◆ **Given passage**
· · ·
Monday, September 19, 2011

Demon Dancing

A few posts ago I shared a story about finding a tunnel that led us to an abandoned coal mine. I actually spent many long days and a few nights in that coal mine. Above ground not below. I have shared several stories that are true to the best of my recollection. I thought today I would share a true story but the eerie part was just my imagination.

I was about nine or ten when my brothers finally let me go camping with them. There were times way before then that we would go as a family but either my brothers didn't want the responsibility or my parents didn't trust them... Either way it ended up with me being left behind on their overnight adventures.
I did get to go once I was old enough and one of the first trips was to the Valier Coal Mine. My parents thought we were staying at Sesser Lake but we decided to be more adventurous instead.
· · ·
[Region pointing data]
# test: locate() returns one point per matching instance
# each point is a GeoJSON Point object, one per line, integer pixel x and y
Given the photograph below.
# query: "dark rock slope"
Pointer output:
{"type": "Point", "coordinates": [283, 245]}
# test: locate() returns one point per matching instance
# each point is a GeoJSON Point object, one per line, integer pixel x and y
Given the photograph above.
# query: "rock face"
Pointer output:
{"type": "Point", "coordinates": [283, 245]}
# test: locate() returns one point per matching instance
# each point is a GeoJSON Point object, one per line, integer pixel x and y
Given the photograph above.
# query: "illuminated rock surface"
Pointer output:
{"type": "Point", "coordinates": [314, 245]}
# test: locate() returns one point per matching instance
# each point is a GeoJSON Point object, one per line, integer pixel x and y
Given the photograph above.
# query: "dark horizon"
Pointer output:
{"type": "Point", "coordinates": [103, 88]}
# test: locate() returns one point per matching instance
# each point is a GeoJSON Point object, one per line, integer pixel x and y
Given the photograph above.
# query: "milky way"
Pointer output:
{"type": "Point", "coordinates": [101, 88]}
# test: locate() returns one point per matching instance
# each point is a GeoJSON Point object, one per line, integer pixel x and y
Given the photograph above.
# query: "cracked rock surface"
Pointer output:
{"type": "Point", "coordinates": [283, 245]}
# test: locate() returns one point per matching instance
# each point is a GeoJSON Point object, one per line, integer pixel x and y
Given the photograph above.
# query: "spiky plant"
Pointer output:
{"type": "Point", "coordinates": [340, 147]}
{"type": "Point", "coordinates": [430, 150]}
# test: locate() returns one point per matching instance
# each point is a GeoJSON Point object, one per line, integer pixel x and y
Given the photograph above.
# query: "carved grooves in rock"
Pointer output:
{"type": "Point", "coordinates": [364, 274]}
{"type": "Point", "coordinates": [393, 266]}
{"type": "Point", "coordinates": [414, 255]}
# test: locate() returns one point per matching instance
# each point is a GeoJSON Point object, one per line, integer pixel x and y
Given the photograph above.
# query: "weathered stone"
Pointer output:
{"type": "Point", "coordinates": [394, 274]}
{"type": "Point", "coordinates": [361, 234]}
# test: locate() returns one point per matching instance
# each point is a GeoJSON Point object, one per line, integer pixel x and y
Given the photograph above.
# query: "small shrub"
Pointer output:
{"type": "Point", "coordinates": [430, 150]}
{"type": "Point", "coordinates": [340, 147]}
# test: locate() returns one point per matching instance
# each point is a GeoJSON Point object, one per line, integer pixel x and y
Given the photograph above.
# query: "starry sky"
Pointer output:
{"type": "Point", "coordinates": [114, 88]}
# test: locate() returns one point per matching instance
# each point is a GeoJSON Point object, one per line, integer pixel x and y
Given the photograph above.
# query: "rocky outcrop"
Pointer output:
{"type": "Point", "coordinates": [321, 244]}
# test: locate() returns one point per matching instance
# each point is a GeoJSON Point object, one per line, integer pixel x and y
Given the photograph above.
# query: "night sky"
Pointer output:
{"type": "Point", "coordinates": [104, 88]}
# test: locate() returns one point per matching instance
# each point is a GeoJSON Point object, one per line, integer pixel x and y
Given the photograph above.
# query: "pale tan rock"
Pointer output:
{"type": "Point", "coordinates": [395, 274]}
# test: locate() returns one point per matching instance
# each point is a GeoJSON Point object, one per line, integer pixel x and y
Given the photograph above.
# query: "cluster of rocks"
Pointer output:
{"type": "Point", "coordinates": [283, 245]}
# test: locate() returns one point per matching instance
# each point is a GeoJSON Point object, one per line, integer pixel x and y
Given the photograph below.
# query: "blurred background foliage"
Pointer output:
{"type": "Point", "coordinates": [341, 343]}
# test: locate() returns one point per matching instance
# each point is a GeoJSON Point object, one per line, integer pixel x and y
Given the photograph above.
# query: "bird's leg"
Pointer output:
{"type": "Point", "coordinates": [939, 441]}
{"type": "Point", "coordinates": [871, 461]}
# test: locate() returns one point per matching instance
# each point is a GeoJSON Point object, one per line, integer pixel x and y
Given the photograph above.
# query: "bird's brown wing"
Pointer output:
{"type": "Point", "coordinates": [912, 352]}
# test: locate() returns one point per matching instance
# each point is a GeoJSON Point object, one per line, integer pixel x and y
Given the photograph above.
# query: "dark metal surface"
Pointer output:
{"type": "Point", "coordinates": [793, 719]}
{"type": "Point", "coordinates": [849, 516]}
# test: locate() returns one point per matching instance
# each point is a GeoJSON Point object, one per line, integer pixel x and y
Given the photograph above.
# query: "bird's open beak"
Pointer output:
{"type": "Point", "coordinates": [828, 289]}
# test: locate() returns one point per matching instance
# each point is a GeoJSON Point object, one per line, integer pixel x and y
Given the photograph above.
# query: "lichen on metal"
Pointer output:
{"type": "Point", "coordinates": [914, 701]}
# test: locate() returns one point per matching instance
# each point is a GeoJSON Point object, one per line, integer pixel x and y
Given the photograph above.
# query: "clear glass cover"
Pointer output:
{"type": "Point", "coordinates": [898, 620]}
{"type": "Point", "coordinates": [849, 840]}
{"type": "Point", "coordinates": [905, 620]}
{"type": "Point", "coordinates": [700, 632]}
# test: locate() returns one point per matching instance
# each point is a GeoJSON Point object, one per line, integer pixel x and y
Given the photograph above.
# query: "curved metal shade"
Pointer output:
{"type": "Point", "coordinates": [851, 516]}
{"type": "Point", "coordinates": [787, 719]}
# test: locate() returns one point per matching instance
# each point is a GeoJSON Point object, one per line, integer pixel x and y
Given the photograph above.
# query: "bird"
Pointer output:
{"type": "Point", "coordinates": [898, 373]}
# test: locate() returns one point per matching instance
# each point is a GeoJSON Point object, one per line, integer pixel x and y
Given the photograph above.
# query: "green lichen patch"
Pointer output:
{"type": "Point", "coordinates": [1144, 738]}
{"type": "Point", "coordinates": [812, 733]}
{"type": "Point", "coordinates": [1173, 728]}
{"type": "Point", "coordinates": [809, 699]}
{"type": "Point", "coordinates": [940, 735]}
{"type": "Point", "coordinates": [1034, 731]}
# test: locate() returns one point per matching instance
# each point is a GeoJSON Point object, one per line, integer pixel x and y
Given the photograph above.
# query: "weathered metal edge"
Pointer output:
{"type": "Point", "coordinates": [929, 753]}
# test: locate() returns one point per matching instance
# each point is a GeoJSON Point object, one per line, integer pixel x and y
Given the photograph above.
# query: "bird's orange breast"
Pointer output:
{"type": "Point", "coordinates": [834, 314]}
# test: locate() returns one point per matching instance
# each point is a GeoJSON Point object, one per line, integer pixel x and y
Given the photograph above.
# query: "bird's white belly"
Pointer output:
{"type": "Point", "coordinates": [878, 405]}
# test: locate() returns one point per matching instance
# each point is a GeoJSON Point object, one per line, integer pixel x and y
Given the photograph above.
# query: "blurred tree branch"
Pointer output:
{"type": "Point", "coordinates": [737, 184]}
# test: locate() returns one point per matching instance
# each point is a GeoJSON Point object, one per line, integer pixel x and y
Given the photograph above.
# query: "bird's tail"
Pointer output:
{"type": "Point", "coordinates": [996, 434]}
· · ·
◆ **Work instruction 1**
Please rewrite the paragraph of the blog post beginning "I was about nine or ten" in two or three shorter sentences, keeping its main facts.
◆ **Work instruction 2**
Continue the blog post about the Valier Coal Mine trip, picking up after its last sentence.
The entries are separate material and have no connection to the blog post.

◆ **Answer space 1**
I was about nine or ten when my brothers finally let me camp with them. We had gone as a family long before that, but I was always left behind on my brothers' overnight trips. Either they didn't want the responsibility or my parents didn't trust them.

◆ **Answer space 2**
Valier Coal Mine is a largish place. When I was a kid, the old dilapidated structures were rusting out and falling apart. The buildings and shafts were lost amid miles of gob. Gob is what mining companies previously to dump on the ground because it was not usable.
When in the deepest part of the gob piles, small mountains in the eye of my memory, you could look about and see nothing living from one horizon to the other. Certainly this was an illusion brought on by the heaping mounds but it was intimidating and exciting all the same.
You could climb one hill and look into the valley beyond and there were wide lakes of rust-brown water (blood red at the right time of day and season). The shores consisted of a slickly yellow paste that burbled and popped as you walked near. The entire place smelled of sulfur and was hell on your shoes and clothing.

On this particular night, we camped on the edge of one of these lakes. My brother and one of his friends had found an old wooden boat on one of these lakes and had "repaired" it. The repairs included a dented Folgers coffee can to scoop out the toxic water as it seeped through the slats that had been patched and puttied. I scooped the water out as quickly as I could too. My brothers had convinced me I would get scabs and horrible diseases if it touched my skin for more than a few seconds.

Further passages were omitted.